Required work. Omit any picture, and return the remaining data exactly as written.

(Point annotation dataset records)
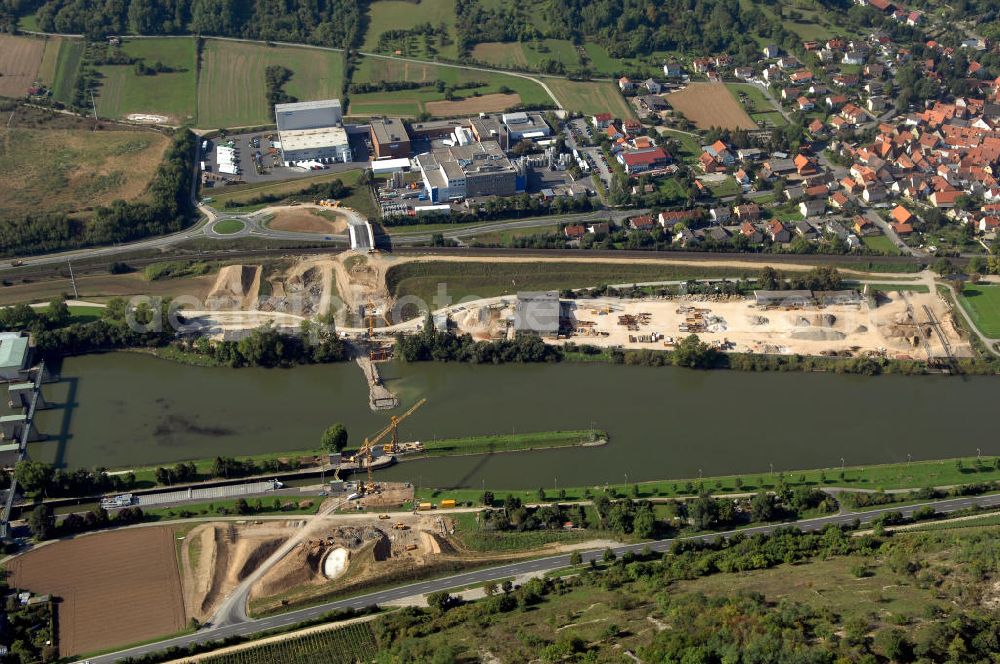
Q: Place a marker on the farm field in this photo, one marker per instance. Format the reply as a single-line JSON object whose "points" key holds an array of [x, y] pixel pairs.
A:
{"points": [[115, 588], [170, 94], [515, 90], [20, 60], [343, 645], [69, 170], [590, 97], [710, 105], [231, 90], [527, 54], [67, 69], [385, 15], [983, 304], [758, 106]]}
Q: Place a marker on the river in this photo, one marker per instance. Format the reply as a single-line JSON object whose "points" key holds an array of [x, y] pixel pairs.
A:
{"points": [[125, 409]]}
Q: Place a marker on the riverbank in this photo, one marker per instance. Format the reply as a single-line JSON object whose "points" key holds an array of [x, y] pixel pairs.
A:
{"points": [[521, 442], [872, 478]]}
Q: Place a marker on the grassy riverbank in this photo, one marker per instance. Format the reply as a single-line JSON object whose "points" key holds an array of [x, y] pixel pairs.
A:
{"points": [[916, 475], [511, 442]]}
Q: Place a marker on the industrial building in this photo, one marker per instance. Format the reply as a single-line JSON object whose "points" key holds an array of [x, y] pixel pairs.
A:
{"points": [[312, 131], [15, 356], [525, 126], [467, 171], [537, 313], [389, 138]]}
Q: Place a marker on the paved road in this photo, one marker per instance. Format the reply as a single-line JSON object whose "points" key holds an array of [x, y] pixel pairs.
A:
{"points": [[536, 566]]}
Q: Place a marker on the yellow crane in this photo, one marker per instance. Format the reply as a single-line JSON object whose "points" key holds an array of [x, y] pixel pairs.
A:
{"points": [[364, 453]]}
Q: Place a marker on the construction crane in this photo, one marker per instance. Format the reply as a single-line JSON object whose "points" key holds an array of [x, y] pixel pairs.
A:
{"points": [[364, 453]]}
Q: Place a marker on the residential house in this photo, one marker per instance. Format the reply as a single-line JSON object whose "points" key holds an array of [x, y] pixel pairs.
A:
{"points": [[812, 207], [602, 120], [945, 199], [778, 232], [748, 212], [673, 70], [639, 161], [751, 232], [720, 215], [641, 223], [853, 58]]}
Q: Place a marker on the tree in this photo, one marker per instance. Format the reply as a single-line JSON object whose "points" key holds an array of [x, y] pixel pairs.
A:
{"points": [[762, 507], [41, 522], [335, 438]]}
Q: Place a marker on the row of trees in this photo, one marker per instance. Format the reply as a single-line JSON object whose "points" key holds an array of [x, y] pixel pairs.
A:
{"points": [[323, 22]]}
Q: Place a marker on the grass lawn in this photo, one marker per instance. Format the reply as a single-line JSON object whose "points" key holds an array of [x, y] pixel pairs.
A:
{"points": [[228, 226], [242, 193], [172, 94], [527, 54], [690, 148], [510, 442], [590, 97], [916, 475], [489, 280], [881, 243], [67, 70], [231, 91], [73, 170], [413, 102], [983, 304], [385, 15]]}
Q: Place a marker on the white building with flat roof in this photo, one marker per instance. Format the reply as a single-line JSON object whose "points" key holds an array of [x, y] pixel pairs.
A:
{"points": [[312, 131]]}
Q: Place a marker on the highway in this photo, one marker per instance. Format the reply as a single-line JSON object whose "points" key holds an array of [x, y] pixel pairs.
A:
{"points": [[534, 566]]}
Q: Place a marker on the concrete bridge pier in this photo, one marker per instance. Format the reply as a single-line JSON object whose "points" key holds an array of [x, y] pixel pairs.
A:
{"points": [[19, 396], [12, 428]]}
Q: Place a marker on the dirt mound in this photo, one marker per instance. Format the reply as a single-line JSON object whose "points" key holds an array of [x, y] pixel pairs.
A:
{"points": [[236, 287], [304, 220]]}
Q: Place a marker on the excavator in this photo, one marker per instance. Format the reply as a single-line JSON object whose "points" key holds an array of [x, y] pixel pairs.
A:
{"points": [[364, 453]]}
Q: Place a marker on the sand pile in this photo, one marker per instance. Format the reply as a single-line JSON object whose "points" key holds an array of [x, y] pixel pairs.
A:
{"points": [[235, 287]]}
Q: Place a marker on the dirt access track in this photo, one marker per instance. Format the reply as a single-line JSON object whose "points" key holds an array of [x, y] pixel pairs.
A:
{"points": [[115, 588], [710, 105]]}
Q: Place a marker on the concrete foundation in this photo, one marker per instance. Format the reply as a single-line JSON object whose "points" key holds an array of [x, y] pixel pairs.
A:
{"points": [[19, 396], [12, 428]]}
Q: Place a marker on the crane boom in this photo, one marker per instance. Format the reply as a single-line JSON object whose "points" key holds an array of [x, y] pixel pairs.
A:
{"points": [[365, 451]]}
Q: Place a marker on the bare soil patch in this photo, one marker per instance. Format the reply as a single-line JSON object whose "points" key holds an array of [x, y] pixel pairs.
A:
{"points": [[710, 105], [20, 58], [304, 220], [483, 104], [116, 588]]}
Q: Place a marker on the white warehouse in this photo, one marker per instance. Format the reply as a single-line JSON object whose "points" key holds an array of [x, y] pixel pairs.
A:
{"points": [[312, 131]]}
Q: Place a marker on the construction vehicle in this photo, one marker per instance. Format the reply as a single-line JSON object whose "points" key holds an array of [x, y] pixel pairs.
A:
{"points": [[364, 453], [392, 447]]}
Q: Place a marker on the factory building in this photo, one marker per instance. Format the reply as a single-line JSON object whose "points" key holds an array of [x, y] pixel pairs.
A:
{"points": [[525, 126], [389, 138], [312, 131], [468, 171]]}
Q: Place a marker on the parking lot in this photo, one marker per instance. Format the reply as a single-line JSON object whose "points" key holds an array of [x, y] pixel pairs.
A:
{"points": [[258, 161]]}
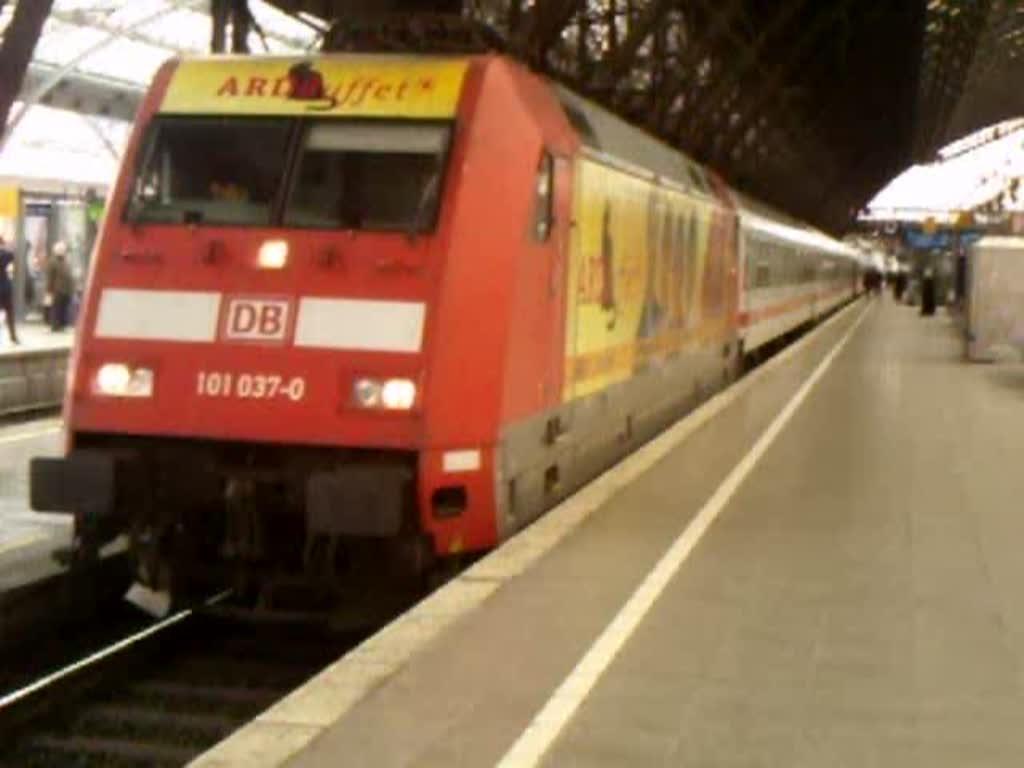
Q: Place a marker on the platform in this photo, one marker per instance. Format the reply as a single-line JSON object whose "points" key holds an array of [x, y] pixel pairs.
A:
{"points": [[27, 539], [843, 587], [33, 373]]}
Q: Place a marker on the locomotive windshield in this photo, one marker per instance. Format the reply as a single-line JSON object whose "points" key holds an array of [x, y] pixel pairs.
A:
{"points": [[211, 170], [371, 175], [360, 175]]}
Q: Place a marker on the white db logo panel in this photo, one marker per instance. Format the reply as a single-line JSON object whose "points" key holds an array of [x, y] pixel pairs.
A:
{"points": [[257, 320]]}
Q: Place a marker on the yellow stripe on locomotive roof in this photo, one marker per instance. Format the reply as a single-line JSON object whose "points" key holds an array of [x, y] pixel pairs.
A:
{"points": [[317, 85]]}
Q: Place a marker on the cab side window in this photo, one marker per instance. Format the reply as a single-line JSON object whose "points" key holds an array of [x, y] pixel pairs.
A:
{"points": [[544, 199]]}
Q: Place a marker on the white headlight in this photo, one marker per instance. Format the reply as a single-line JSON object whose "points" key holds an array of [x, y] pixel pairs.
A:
{"points": [[113, 378], [273, 254], [367, 392], [398, 394], [119, 380]]}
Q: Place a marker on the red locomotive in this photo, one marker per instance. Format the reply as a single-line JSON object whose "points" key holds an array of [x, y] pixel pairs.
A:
{"points": [[354, 310]]}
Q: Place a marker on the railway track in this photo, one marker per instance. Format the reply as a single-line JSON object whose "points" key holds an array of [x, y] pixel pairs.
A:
{"points": [[164, 695]]}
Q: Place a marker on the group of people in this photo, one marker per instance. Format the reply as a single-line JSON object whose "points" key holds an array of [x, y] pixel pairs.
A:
{"points": [[59, 289]]}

Solution to the problem.
Q: Place a marker on the farm field in this photo, one marker per instance. Format the reply as a single-line JSON object whose "points" key holds an array of [x, y] pixel pairs.
A:
{"points": [[115, 588], [170, 94], [515, 90], [20, 60], [343, 645], [69, 170], [590, 97], [710, 105], [231, 90], [527, 54], [67, 69], [385, 15], [983, 304], [758, 106]]}
Q: Place a marker on the river in this photo, one marker per instance. Format the reply as a single-line JSON object whose "points" key holds an array of [x, y] pixel pairs.
A:
{"points": [[125, 409]]}
Q: Place a marker on the riverbank in this photo, one marker per instance. Format the reply as a single-line JSON object whose "points" key holds an array of [x, y] pixel pairs.
A:
{"points": [[521, 442], [872, 478]]}
Q: Place a marker on the grassy riverbank in this photo, one marker per instance. Format the reply as a single-line JSON object whose "points" key holds an array of [x, y] pixel pairs.
A:
{"points": [[916, 475], [511, 442]]}
Q: Place a marker on the industrial building in this photo, one marker per instance. Format the reply as a single-line JSON object whose "points" key holds an array of [x, y] pixel pairs.
A:
{"points": [[312, 131], [15, 356], [525, 126], [467, 171], [537, 313], [389, 138]]}
Q: Place a marker on the paved road in this photo, one marker per instance. Format the reply as a single-line JSON object whose "points" key holds an array of [x, y] pixel pairs.
A:
{"points": [[536, 566]]}
Q: Place a marker on the yellow crane in this photo, one marker per instance. Format the reply as a single-line JSON object whose "points" key holds an array of [x, y] pixel pairs.
A:
{"points": [[364, 453]]}
Q: Place a marker on the construction crane in this photo, one marker per instance. Format the reply as a single-line JSON object whose "points" key holds an array of [x, y] pixel pairs.
A:
{"points": [[364, 453]]}
Q: Place a marker on the residential house in this photo, one marker per instance. Format the reply as a single-line JSON object whose "points" key holds an array of [x, y] pixel pairs.
A:
{"points": [[812, 207], [602, 120], [945, 199], [778, 232], [748, 212], [673, 70], [639, 161], [751, 232], [720, 215], [641, 223], [853, 58]]}
Q: Place a marker on the tree in this photo, one marker per instance. Format the reply as a single-line JSON object whose "points" key holds an array of [x, y] pixel pairs.
A:
{"points": [[762, 507], [41, 522], [335, 438]]}
Q: Place a marker on the row of trees in this photo, one marker per instance. Format the reply as a single-line JSON object whose "points" key holds an array of [x, y] pixel pairs.
A:
{"points": [[323, 22]]}
Q: Place a marker on the grass lawn in this photo, one marker per instance. Format the reply as a single-line JSON object whose "points" key holds an array of [x, y] pixel pairs.
A:
{"points": [[228, 226], [242, 193], [172, 94], [527, 54], [690, 148], [510, 442], [590, 97], [916, 475], [489, 280], [881, 243], [67, 70], [231, 91], [73, 170], [413, 102], [983, 304], [385, 15]]}
Q: Place a marker on the white building with flat roof in this photo, one marker per instance. Format the reply as a single-line JSON object whose "points" key holds an array of [x, y] pixel pairs.
A:
{"points": [[312, 131]]}
Q: Place a marker on the highway in this photo, one marker per instance. Format the reply as a single-line JSON object whose "points" key holds an array of [x, y] pixel pairs.
A:
{"points": [[534, 566]]}
Q: Place a marker on the concrete bridge pier in this photo, one marker per instance. Format the reply as a single-line JSON object whose "points" key holds an array of [x, y] pixel pairs.
A:
{"points": [[19, 396], [12, 428]]}
Q: Place a marker on the dirt mound in this photo, one marker per instance. Format the reply as a single-line JSON object whose "points" key holds an array of [x, y] pixel pairs.
A:
{"points": [[236, 287], [304, 220]]}
Q: Place a marker on the excavator in this photo, one marker per instance. Format the reply as a single-line JSON object whose "points" key holds an array of [x, y] pixel pairs.
A:
{"points": [[364, 453]]}
Q: Place a marker on the sand pile in this photo, one marker per instance. Format the reply as a single-line JSON object whose "points" key holds an array of [x, y] pixel pairs.
A:
{"points": [[235, 287]]}
Q: Place a marker on the dirt access track in this photo, one marker per instance. Format the reply as a single-line JSON object whose "points" key holds an array of [x, y] pixel pairs.
A:
{"points": [[115, 588], [710, 105]]}
Q: Place a marker on the concrete foundation in this photo, one marker per instance. Format the reply as a single-line JSON object whose "points" key holds an array of [x, y] pixel pairs.
A:
{"points": [[19, 396], [12, 428]]}
Q: Place a marker on the crane boom in this photo, one marker per instance. Format the reply as a single-line JSON object whose "points" key holds an array of [x, y] pixel pairs.
A:
{"points": [[365, 451]]}
Q: Place a marker on the bare soil patch in this photo, one marker per instance. Format the reply as a single-line JSON object whose "points" key holds an array of [x, y] pixel pairs.
A:
{"points": [[710, 105], [20, 58], [304, 220], [483, 104], [116, 588]]}
Q: Place a marker on the white warehouse in this photo, one marker per instance. Format the reply as a single-line JSON object whose "points" key holds an array of [x, y] pixel pairs.
A:
{"points": [[312, 131]]}
Q: Place a marker on the construction vehicle in this photo, one marker per instance. Format the reply as a single-line JSON object whose "points" key holds an array of [x, y] pixel pairs.
A:
{"points": [[364, 453], [392, 447]]}
Q: Place a marker on the factory building in this photo, one marker per instance. Format the reply as a single-line JSON object whose "points" key holds an array of [x, y] pixel pairs.
A:
{"points": [[525, 126], [389, 138], [312, 131], [468, 171]]}
Q: Place a marker on the parking lot in this photo, one marker per instance. Format the reply as a single-line JSON object whose "points" key holds an array of [x, y] pixel pairs.
A:
{"points": [[258, 161]]}
Q: Place a marker on the platform in this photo, one marker per instance. Format the reply as a single-line JSON object whose "points" key holds an array of [x, y] pixel pairs.
A:
{"points": [[27, 539], [843, 587], [33, 373]]}
Q: Place a marker on the locomotive windshield in this photo, one marker per instance. Format the reply as a single-line JSON object whose "points" key holds an array of [x, y] pixel pairs.
A:
{"points": [[211, 170], [371, 175], [360, 175]]}
Q: Place a marker on the white db logo panel in this photo, one marker per instance. Format the reply as a single-line JSON object whose "points" key holds an array of [x, y] pixel pairs.
A:
{"points": [[257, 320]]}
Q: Place a marker on the yellow stripe on locomotive roof in this photo, one marker per instance. Format the reply as a single-line JSON object whose "points" key holds an array of [x, y] pixel pairs.
A:
{"points": [[317, 85]]}
Q: Place a marker on the cab side window in this photo, one marker per instance. Format the reply as a single-line JSON object whose "points" key holds an array of [x, y] pixel pairs.
A:
{"points": [[544, 199]]}
Q: Place a marker on the white headlight in this photo, one marker per instance. Format the reply as a single-line JSON object whose "points" key holds an array of [x, y] pixel pairs.
A:
{"points": [[113, 378], [273, 254], [367, 392], [398, 394], [119, 380]]}
Q: Place a marker on the red locomotive in this photo, one marker per instance. Format the reply as a single-line JSON object whose "points" key holds an array of [x, y] pixel pairs.
A:
{"points": [[354, 310]]}
Q: Place a marker on the railway track in this photo, one marker per instance. Format the reply as a single-line JSON object whose "points" key holds an array of [x, y] pixel pairs.
A:
{"points": [[164, 695]]}
Q: Place a marker on the group of people in this photo, one marker per instance. Format the reply as a single-line JSON object whose "points" key holds an array of [x, y] pixel pairs.
A:
{"points": [[59, 289]]}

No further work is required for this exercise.